En una realidad de pasmosa escasez, mantener la fe se convierte en un testimonio martirial que marca la diferencia entre pobreza y miseria. Lamentablemente, en no pocos casos, ese equilibrio se rompe y la miseria se impone. Su efecto más notorio es la falta de solidaridad entre los pobres.
En el contexto de nuestra fe cristiana la pobreza extrema es una herramienta del demonio, y de los gobiernos malévolos, en su empeño por esclavizarnos al mundo de las sombras.
En esta agotadora lucha por la supervivencia, la solidaridad es el único acicate para mantenerse libre. Dar de lo poco que se tiene y aliviar el sufrimiento de quienes tienen aún menos es uno de los más valientes ejercicios de libertad.
Cuando los pobres comparten entre ellos se produce uno de los más inauditos testimonios de la caridad, como la viuda del Evangelio, quien ofrendó en el templo, no lo que le sobraba, sino aquello que necesitaba para sobrevivir.
            En los terribles tiempos que vivimos, promover la solidaridad entre los pobres y, más aún, constatarla como un hecho cierto le da oxígeno a la esperanza.


Cuando un pobre da sin miedo, la libertad se crece.


Es como si desde la pobreza misma se desafiara a la injusticia que la ocasiona.

════════

_PROBLEMA PLANTEADO 1:_ Reescribe el tramo del extracto que va desde "En esta agotadora" hasta "necesitaba para sobrevivir.", sustituyendo "caridad" por "generosidad".
_PROBLEMA PLANTEADO 2:_ Convierte en un CSV de dos columnas, "texto" y "respuesta", los registros que van desde la línea que contiene "the person carrying" hasta el final de los registros, ambos extremos incluidos. Usa una fila por registro, con cada campo entre comillas y los saltos de línea cambiados por espacios.
El extracto no guarda ninguna relación con los registros.

_REGISTROS PROPORCIONADOS:_
════════

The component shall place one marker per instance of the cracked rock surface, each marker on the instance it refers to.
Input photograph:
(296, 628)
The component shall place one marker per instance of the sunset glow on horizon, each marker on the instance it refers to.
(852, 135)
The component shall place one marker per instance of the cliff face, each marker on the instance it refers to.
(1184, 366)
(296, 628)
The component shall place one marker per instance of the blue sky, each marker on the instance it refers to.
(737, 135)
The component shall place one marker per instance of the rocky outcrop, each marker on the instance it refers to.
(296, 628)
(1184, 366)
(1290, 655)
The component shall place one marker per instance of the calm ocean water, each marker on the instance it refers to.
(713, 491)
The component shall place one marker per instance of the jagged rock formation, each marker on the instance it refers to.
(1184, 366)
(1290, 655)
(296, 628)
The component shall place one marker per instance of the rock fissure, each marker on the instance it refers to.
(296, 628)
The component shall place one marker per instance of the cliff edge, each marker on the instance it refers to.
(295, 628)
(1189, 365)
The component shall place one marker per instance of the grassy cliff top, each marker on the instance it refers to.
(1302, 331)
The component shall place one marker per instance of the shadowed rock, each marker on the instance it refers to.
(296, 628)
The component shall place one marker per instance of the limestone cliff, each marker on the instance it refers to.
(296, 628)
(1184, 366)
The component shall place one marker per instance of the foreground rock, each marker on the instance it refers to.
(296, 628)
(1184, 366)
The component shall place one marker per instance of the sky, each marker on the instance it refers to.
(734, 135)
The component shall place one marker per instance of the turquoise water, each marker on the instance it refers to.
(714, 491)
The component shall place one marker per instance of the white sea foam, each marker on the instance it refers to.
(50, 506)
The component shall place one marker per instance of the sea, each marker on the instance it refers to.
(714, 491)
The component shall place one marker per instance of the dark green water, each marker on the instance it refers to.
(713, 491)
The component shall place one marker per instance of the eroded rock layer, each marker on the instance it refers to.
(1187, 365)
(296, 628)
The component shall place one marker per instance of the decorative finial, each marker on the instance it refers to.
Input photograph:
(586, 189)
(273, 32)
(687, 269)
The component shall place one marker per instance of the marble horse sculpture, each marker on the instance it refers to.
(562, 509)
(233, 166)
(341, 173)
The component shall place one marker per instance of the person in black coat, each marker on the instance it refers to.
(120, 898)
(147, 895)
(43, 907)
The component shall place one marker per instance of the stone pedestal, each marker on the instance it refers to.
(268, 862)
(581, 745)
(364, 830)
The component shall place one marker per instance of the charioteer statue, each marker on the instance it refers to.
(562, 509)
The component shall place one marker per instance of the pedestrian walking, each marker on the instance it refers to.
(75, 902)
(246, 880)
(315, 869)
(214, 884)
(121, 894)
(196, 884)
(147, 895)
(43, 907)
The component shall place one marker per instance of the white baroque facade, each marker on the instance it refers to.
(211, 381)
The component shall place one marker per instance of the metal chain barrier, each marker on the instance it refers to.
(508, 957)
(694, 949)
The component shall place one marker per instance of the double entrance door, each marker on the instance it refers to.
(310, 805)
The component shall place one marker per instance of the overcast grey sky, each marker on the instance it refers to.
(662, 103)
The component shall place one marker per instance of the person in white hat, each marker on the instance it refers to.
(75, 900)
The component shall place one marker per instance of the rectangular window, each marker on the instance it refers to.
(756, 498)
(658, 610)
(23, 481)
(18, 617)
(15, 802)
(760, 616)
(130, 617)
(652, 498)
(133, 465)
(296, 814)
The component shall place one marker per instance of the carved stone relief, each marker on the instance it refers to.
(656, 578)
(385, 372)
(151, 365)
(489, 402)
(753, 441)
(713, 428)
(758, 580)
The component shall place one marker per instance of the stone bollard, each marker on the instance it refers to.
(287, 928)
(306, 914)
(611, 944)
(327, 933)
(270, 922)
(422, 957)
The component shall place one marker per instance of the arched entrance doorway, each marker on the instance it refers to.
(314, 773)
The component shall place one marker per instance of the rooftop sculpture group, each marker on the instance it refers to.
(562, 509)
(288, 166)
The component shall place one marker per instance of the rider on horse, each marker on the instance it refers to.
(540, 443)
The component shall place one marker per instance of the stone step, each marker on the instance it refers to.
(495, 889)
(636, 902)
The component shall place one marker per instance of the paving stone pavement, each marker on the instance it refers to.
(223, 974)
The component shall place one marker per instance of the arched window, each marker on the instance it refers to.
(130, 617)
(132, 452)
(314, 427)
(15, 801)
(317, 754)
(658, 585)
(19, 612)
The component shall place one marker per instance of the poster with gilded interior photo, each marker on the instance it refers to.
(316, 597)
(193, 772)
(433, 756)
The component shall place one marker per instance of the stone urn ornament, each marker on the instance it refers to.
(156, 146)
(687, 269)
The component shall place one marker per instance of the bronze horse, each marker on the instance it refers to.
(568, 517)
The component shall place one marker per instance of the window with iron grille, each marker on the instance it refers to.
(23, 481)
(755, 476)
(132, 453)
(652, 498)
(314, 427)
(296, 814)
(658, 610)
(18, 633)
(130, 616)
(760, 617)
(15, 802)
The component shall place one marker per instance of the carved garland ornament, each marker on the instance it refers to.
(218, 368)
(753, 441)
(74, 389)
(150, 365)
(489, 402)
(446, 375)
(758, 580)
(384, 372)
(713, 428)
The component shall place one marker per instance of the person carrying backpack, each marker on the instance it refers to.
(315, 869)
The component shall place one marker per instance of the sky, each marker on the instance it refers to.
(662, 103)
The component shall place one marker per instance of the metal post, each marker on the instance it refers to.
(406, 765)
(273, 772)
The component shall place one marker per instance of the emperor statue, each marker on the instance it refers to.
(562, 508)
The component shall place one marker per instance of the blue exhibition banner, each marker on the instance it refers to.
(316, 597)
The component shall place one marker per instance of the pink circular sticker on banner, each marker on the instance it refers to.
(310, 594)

════════

_RESULTADO FINAL 1:_
En esta agotadora lucha por la supervivencia, la solidaridad es el único acicate para mantenerse libre. Dar de lo poco que se tiene y aliviar el sufrimiento de quienes tienen aún menos es uno de los más valientes ejercicios de libertad.
Cuando los pobres comparten entre ellos se produce uno de los más inauditos testimonios de la generosidad, como la viuda del Evangelio, quien ofrendó en el templo, no lo que le sobraba, sino aquello que necesitaba para sobrevivir.

_RESULTADO FINAL 2:_
texto,respuesta
"The component shall place one marker per instance of the person carrying backpack, each marker on the instance it refers to.","(315, 869)"
"The component shall place one marker per instance of the sky, each marker on the instance it refers to.","(662, 103)"
"The component shall place one marker per instance of the metal post, each marker on the instance it refers to.","(406, 765) (273, 772)"
"The component shall place one marker per instance of the emperor statue, each marker on the instance it refers to.","(562, 508)"
"The component shall place one marker per instance of the blue exhibition banner, each marker on the instance it refers to.","(316, 597)"
"The component shall place one marker per instance of the pink circular sticker on banner, each marker on the instance it refers to.","(310, 594)"